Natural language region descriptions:

----------

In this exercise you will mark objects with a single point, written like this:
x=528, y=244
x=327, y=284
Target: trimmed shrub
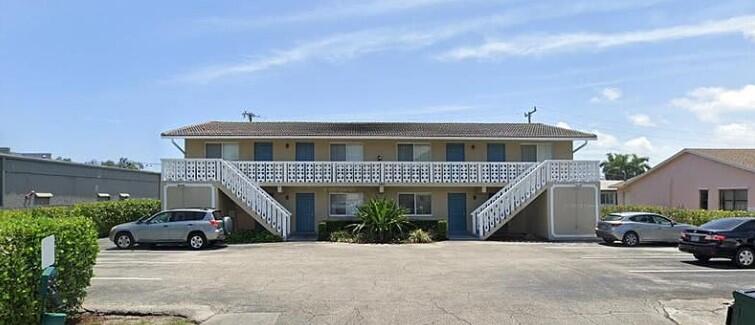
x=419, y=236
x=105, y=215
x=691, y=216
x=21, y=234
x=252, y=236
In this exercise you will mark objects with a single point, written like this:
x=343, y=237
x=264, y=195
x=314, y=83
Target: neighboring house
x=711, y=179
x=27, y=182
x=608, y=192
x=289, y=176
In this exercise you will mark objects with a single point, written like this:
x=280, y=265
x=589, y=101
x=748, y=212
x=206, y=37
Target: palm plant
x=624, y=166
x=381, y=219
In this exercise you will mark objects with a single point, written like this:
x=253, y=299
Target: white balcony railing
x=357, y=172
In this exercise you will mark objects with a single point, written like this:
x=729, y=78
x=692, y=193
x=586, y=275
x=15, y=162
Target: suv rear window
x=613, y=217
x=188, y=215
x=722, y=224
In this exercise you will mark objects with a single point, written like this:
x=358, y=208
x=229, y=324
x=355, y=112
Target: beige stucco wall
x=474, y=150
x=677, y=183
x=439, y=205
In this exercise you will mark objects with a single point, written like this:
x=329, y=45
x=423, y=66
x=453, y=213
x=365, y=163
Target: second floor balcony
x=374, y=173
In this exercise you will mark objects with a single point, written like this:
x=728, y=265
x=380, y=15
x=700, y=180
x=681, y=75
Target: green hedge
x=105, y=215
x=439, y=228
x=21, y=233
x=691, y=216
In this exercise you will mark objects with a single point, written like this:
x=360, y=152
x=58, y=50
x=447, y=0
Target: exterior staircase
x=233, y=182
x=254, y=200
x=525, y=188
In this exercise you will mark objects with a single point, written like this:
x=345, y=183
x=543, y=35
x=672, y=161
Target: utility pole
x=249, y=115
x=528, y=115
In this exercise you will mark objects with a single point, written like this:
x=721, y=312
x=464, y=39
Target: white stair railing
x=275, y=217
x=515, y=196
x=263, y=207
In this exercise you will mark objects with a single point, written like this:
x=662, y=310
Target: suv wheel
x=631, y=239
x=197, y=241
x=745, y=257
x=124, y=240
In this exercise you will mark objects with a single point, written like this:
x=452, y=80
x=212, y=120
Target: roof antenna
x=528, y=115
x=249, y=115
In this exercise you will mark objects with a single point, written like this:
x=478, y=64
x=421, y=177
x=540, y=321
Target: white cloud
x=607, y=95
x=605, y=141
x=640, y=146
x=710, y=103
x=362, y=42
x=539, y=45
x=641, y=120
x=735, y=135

----------

Nothing but the lines from the start of the records through the line holding "x=314, y=83" should be printed, exactly as written and with the pictures left out.

> [Finished task]:
In this exercise you will mark objects with a single point, written like this:
x=528, y=244
x=327, y=284
Target: trimmed shrub
x=419, y=236
x=105, y=215
x=691, y=216
x=21, y=234
x=252, y=236
In this exercise you will mark objects with a single point, written like this:
x=343, y=237
x=264, y=195
x=314, y=83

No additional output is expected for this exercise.